*抜粋本文:*

【Vol.7】桐朋との繋がり -武藤 昭先生<前編>-

ゲスト    :武藤 昭先生(以下、武藤先生)
インタビュアー:桐朋学園初等部同窓会 会長 坂口佐代子 (以下、坂口)

 

坂口:
武藤先生、おはようございます!本日はお時間を頂きましてありがとうございます。
早速ですが、先生と桐朋小学校とのつながりはどのようなきっかけがあったのでしょうか?

武藤先生:
大学四年の時に、わたしたちの時代は教員がとても足りなくて、特に小学校・中学校ですね。
つまり、戦後、経済成長した時代で特に首都圏の子どもたちがかなり増えている、というそのような時代でした。ぼくは教員になりたかったのですが、なかなか決まらなかったんですね。それで大学四年の1月でしたか、卒業までふた月あたりに、母親が「採用試験はどうなったの」と聞かれたので、「試験を受けたところからなかなか返事が来てないんだ」って言ったら、「ちゃんと問い合わせした方がいいよ」と言われて、教育委員会に問い合わせたら、「返事がないのが結果ですよ」と言われて、だめだったんです。

*資料データ:*
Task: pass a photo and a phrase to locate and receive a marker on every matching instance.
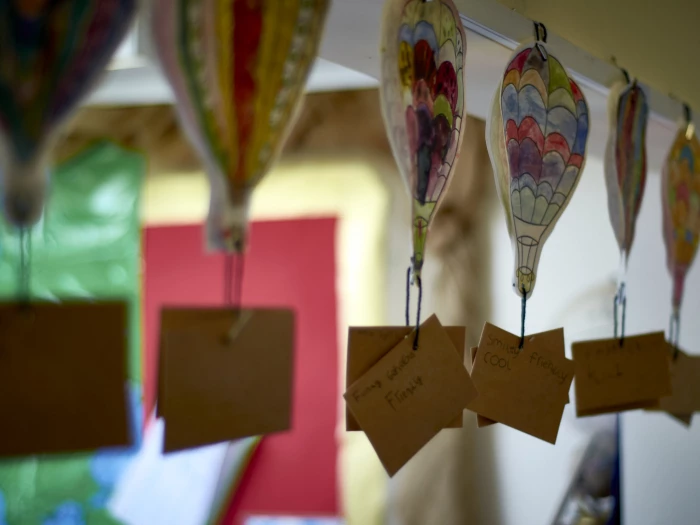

*課題指示 A:* 武藤先生へのインタビューで、武藤先生の発言の中にある「」で囲まれた言葉は何ですか？出てくる順にすべて挙げてください。
*課題指示 B:* 桐朋とのつながりを語る武藤先生へのインタビューを、最後の発言の続きから書き継いでください。

*想定解答 A:*
1. 採用試験はどうなったの
2. 試験を受けたところからなかなか返事が来てないんだ
3. ちゃんと問い合わせした方がいいよ
4. 返事がないのが結果ですよ

*想定解答 B:*
どうしようかと思って、大学時代の4年の夏に先輩が東京都の大島の方で高校の教員をやっているので遊びに来ない?と言われた時のことを思い出した。島の校長先生を紹介するよってことで、教員が足りないから小学校を受けたら大丈夫だよって言ってくれて、遊び行って(笑)。
そして、もう駄目だから東京都の最終の3次試験を受けるしかない。それを受けていたらあるいは、拾われるかもしれないので、受けて島に行くんだろうなと思っていました。呑気ですね。もう1月の終わりぐらいですからね。

そうこうしているうちに、今思えばですが、元理事長の千葉先生から大学時代のサークルの友だちの所に、その方は桐朋女子中高の卒業生だったんですが、連絡がきた。そして桐朋小学校で人が急に足りなくなったので来ないかと誘われた。さらに誰か紹介してくれないかって言われて、ぼくに話があった。喜んで試験を受けに行ったんです。そしたらちょうど二人、女の人とぼくが採用試験に来ていました。担当の先生が、あなたたちは競争相手じゃないっていうんですよね。どういうことかなと思っていました。

つまり担任の先生と理科の先生が急遽お辞めになることになったらしいのです。もう2月です。新学期4月から動かないじゃないですか。急遽、理科と担任を募集されていて、そこに女性とぼくの二人が来たんです。ぼくも担任か理科かって試験で言われました。面接ですね(笑)。
本当困っていたようで。それで運よく桐朋小学校に来たという経緯です。

坂口:
元々、先生は小学校の先生を志望されていたんですか?

武藤先生:
そうですね。大学の2年ぐらいにもうなりたいと思って、大学に入る時は全然そういうことは考えていませんでした。大学時代に地域の子ども会、児童文学などをやるサークルに入っていて、それでやりたい気持ちになりました。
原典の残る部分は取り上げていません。